=== WORKING DATA ===

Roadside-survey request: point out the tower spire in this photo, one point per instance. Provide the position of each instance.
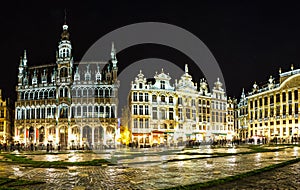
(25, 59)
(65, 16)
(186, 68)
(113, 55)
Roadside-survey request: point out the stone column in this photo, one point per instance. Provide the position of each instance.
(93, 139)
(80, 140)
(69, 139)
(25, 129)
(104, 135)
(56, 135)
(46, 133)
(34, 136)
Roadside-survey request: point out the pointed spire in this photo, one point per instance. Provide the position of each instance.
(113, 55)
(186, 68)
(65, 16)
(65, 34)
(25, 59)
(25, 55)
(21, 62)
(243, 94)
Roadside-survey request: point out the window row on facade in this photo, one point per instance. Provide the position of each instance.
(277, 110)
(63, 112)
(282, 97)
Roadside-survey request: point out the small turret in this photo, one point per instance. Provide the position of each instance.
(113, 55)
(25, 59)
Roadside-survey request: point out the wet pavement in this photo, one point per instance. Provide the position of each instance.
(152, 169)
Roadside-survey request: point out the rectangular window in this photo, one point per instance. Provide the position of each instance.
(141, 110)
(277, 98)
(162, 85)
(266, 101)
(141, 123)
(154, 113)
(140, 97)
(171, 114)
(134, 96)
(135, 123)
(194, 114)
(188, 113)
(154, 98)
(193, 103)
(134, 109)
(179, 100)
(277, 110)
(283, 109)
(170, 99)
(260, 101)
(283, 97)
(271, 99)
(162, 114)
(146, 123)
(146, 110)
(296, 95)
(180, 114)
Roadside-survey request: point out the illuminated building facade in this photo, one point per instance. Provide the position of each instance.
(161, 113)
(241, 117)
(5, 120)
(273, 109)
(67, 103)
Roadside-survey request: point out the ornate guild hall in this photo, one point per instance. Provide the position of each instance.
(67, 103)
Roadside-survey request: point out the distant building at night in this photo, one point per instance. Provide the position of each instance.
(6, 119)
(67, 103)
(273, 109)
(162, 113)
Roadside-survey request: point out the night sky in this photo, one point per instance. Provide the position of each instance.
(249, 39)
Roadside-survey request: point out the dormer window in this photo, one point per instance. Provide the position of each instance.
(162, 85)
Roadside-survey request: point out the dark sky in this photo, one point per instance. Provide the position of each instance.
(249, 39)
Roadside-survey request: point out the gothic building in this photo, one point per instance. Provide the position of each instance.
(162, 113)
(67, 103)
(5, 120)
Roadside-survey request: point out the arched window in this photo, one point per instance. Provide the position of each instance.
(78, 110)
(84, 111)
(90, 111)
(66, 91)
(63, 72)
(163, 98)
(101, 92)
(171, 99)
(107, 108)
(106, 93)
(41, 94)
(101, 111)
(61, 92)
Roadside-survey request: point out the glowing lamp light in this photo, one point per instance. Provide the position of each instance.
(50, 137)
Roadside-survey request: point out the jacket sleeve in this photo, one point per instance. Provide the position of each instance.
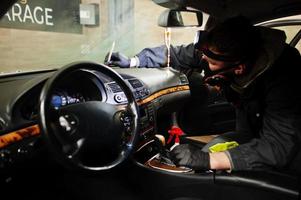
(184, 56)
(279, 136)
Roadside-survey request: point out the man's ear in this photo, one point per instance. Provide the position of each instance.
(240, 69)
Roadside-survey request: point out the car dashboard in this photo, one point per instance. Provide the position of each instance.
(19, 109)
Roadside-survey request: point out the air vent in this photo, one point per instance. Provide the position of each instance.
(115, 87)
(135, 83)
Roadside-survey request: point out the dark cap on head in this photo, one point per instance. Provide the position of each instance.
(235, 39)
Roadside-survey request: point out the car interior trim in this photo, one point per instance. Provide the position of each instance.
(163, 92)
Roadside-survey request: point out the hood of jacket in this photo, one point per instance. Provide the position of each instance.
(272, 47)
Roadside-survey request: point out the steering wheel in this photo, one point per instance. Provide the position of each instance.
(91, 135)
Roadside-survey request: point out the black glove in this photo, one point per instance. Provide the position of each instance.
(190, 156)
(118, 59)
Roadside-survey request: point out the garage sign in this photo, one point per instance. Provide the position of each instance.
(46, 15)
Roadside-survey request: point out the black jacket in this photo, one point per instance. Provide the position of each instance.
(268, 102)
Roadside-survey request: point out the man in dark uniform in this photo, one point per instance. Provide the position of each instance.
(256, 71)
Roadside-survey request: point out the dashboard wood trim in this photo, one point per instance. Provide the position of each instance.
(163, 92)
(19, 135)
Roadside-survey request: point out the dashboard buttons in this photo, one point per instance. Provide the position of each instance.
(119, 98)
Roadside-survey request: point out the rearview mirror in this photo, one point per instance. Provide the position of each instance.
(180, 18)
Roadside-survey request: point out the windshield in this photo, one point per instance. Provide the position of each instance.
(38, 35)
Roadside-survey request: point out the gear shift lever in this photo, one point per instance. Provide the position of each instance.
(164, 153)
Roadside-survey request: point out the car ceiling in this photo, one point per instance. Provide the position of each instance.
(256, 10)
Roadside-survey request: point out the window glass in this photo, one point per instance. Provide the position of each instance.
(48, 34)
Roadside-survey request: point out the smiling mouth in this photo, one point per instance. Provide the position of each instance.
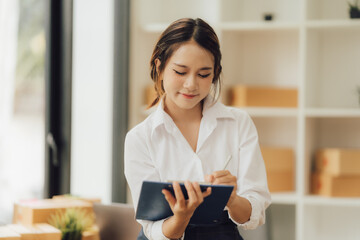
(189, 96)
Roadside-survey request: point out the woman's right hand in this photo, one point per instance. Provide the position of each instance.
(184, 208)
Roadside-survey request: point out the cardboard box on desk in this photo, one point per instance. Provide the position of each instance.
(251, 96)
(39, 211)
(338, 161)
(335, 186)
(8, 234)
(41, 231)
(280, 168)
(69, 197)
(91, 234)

===
=== WORKING DATA ===

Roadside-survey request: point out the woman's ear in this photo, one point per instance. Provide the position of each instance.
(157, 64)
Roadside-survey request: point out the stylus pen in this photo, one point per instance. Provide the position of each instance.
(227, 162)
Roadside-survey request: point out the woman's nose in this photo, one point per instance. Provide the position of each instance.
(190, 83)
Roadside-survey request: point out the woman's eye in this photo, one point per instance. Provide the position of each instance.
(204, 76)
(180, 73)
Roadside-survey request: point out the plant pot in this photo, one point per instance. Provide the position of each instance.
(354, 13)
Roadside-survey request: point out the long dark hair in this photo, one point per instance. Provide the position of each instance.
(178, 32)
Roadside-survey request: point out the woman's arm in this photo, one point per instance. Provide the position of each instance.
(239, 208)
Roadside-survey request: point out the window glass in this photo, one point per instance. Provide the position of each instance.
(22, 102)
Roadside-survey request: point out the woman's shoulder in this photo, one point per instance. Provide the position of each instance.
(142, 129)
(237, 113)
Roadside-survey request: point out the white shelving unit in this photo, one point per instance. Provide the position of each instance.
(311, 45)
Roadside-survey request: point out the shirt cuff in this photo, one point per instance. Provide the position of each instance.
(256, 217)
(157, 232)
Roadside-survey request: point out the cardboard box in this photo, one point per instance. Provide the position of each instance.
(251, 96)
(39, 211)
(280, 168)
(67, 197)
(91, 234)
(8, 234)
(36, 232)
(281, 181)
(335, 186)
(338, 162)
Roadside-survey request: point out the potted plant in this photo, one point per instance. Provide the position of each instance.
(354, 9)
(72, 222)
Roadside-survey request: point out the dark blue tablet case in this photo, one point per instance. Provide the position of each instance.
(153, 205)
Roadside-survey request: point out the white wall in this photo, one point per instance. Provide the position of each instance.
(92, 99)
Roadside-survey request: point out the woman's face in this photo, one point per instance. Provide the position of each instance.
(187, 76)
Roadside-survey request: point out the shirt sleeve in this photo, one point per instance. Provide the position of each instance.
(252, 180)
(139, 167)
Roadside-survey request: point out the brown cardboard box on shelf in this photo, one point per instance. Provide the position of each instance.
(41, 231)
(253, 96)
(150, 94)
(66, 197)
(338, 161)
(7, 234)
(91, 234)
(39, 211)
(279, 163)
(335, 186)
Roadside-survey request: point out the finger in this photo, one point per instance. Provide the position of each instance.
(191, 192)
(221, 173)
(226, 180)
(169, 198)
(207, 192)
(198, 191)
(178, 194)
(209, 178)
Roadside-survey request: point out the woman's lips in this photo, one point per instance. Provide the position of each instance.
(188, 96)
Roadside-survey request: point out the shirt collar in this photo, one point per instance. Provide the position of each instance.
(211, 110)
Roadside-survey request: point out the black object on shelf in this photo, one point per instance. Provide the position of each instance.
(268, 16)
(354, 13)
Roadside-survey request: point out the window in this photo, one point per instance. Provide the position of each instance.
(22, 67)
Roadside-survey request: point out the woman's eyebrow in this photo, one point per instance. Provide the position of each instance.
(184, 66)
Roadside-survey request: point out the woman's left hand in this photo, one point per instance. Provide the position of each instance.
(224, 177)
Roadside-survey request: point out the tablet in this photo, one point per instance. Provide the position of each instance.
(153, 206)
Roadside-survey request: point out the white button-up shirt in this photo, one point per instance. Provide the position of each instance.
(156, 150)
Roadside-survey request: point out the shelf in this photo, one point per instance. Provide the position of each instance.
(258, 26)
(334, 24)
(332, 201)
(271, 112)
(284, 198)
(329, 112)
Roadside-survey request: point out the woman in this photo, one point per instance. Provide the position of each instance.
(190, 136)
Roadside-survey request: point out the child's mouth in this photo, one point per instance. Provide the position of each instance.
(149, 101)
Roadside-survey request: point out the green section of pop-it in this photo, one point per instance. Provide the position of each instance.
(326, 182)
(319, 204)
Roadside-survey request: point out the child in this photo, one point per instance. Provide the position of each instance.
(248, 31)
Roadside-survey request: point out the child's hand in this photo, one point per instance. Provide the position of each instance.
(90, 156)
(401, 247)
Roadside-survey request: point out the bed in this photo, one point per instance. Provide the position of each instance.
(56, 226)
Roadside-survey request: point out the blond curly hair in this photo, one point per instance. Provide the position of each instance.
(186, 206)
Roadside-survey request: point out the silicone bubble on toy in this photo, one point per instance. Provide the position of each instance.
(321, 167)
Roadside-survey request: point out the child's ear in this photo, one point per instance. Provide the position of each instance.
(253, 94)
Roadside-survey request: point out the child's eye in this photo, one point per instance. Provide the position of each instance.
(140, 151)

===

▶ [TASK TO COMPLETE] Tally how many of the lines above include the string "dark", and reply with that number alone.

▶ [FINAL RESULT] 5